++++ Фрагмент текста

Откуда подобная «мудрость» идёт? Лесков касается одного из самых больных вопросов церковной жизни: духовного образования. И в прежних своих романах писатель свидетельствовал: многочисленный отряд нигилистов рекрутируется в духовных школах. Учитель Препотенский — оттуда же: «Окончил он семинарию первым разрядом, но в попы идти отказался, а прибыл сюда в гражданское уездное училище учителем математики. На вопрос мой, отчего не пожелал в духовное звание, коротко отвечал, что не хочет быть обманщиком» (4,70), — записал в «нотатках» священник, отметив запись сентябрём 1861 года. Вспомним: в то же время создаются и «Очерки бурсы» Помяловского. Можно негодовать и на него, и на Лескова, но тут все же правда. Достаточно вспомнить вновь имена Добролюбова и Чернышевского…

Вспомним также: именно бывший семинарист Чернышевский планировал уничтожение Церкви. О том же помышляют и нигилисты в «Соборянах».

Между священником и учителем происходит диалог, звучащий поистине пророчески, даже и для начала XXI века:

« — А отец Савелий беспокойный человек, — пошутил Туганов. Минута эта представилась Препотенскому крайне благоприятною, и он, не упуская её, тотчас же заявил, что беспокойные в духовенстве это значит доносчики, потому что религиозная совесть должна быть свободна. Туганов не поостерёгся и ответил Препотенскому, что свобода совести необходима и что очень жаль, что её у нас нет.

— Да, бедная наша Церковь несёт за это отовсюду напрасные порицания, — заметил от себя Туберозов.

— Так на что же вы жалуетесь? — живо обратился к нему Препотенский.

— Жалуемся на неверотерпимость, — сухо ответил ему Туберозов.

— Вы от неё не страдаете.

Нет, горестно страдаем! вы громко и свободно проповедуете, что надо, чтобы веры не было, и вам это сходит, а мы если только пошепчем, что надо, чтобы лучше ваших учений не было, то…

— Да, так вы вот чего хотите? — перебил учитель. — Вы хотите на нас науськивать, чтобы нас порешили!

— Нет, это вы хотите, чтобы нас порешили» (4,188-189).

++++++++
++++ Список

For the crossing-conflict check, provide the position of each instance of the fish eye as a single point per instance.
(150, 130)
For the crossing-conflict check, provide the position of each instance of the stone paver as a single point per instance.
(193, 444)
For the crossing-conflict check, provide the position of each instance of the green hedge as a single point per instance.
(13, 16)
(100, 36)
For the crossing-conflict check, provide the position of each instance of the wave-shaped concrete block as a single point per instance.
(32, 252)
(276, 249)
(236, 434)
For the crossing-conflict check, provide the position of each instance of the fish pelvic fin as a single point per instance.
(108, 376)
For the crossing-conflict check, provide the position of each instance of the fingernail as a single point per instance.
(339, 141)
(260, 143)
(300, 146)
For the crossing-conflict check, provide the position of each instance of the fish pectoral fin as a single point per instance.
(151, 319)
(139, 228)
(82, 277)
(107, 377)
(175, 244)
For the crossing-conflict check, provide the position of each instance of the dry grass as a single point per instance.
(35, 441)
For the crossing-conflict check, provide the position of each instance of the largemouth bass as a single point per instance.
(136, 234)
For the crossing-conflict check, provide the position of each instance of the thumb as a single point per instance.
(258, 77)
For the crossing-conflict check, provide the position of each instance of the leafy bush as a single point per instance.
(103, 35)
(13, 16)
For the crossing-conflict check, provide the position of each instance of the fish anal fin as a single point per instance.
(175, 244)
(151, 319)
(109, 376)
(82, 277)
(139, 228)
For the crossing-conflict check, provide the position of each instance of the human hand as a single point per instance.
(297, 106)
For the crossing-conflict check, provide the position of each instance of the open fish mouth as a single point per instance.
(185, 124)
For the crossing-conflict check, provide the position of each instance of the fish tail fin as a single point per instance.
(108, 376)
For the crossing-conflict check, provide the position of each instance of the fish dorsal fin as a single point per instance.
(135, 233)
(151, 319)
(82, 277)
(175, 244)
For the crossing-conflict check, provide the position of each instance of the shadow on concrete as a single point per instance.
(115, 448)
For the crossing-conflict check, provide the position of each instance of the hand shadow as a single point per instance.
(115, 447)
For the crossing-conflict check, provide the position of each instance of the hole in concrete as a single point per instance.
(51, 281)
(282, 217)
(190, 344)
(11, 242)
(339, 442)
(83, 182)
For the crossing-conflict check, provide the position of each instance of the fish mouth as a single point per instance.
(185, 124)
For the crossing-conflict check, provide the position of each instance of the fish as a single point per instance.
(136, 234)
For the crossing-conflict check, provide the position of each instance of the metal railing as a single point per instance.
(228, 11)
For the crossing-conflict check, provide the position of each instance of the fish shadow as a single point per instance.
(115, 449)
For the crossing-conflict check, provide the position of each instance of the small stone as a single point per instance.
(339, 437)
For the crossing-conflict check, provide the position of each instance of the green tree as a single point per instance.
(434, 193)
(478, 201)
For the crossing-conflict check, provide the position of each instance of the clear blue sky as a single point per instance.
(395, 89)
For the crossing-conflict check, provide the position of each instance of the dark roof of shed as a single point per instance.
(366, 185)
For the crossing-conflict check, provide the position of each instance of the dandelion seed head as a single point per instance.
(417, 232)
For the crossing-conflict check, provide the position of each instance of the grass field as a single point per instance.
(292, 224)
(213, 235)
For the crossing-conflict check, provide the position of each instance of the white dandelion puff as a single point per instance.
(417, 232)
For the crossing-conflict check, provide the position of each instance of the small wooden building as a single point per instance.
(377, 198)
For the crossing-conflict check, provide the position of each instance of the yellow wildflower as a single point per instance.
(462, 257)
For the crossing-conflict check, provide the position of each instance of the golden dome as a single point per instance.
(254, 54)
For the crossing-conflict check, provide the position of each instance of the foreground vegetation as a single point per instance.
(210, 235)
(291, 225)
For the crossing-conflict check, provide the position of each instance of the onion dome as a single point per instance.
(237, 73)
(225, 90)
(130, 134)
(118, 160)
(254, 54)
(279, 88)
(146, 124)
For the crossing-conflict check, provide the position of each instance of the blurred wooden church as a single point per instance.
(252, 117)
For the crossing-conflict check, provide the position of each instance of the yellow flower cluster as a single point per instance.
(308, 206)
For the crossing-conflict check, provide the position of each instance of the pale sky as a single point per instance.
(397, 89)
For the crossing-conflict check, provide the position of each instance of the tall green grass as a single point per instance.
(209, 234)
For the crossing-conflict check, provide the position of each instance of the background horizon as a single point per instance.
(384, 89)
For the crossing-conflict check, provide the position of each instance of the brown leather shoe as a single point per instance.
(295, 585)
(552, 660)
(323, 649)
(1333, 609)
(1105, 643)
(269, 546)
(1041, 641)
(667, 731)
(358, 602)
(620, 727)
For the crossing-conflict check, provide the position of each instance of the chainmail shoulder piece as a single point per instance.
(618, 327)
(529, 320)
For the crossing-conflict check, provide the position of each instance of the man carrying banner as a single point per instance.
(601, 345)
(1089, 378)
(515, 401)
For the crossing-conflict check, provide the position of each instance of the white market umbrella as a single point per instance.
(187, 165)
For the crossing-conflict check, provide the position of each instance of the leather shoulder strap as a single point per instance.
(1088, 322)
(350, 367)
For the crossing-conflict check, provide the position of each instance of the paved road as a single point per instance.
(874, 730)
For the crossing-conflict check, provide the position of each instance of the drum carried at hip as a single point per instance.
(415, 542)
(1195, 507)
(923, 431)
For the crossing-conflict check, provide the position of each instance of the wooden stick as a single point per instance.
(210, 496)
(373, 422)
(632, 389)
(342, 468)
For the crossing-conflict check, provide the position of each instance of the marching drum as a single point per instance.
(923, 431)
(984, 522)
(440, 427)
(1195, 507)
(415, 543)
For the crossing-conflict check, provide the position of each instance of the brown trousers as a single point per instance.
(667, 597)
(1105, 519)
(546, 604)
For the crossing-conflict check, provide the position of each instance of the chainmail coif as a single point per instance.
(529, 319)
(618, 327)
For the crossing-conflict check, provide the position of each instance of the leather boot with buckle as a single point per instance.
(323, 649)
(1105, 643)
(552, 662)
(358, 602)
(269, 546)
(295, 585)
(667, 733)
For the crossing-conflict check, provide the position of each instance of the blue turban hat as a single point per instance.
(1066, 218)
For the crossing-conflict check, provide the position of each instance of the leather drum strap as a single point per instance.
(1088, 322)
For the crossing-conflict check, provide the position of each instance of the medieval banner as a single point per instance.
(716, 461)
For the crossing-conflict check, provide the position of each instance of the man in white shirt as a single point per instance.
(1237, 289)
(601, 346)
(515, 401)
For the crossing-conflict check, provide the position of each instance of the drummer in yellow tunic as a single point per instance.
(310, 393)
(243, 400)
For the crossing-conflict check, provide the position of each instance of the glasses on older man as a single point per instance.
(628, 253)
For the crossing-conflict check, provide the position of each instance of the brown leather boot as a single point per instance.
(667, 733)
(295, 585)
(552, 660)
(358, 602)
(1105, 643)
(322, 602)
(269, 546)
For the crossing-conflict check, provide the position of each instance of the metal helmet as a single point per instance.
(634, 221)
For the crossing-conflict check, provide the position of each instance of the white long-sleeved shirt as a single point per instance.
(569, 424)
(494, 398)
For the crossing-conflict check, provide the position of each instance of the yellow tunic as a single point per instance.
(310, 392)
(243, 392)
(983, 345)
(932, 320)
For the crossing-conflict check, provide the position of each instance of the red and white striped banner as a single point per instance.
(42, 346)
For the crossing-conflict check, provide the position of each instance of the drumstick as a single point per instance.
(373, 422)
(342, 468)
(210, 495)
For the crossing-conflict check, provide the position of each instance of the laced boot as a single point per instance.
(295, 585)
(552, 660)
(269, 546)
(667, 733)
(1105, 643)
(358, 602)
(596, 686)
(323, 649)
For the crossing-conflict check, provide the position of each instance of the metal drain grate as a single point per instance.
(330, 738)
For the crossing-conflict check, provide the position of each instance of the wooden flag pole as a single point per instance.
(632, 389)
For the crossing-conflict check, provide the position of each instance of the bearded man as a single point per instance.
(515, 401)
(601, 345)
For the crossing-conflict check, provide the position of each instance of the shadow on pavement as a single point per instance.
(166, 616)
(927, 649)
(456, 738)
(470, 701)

++++++++

Задания:
- a) Переведите на английский язык предложение из фрагмента текста: «Вспомним также: именно бывший семинарист Чернышевский планировал уничтожение Церкви».
- b) Учителем какого предмета Препотенский прибыл в гражданское уездное училище, согласно фрагменту текста?

Ответы на задания:
- a) Let us also recall that it was the former seminarian Chernyshevsky who planned the destruction of the Church.

- b) Учителем математики.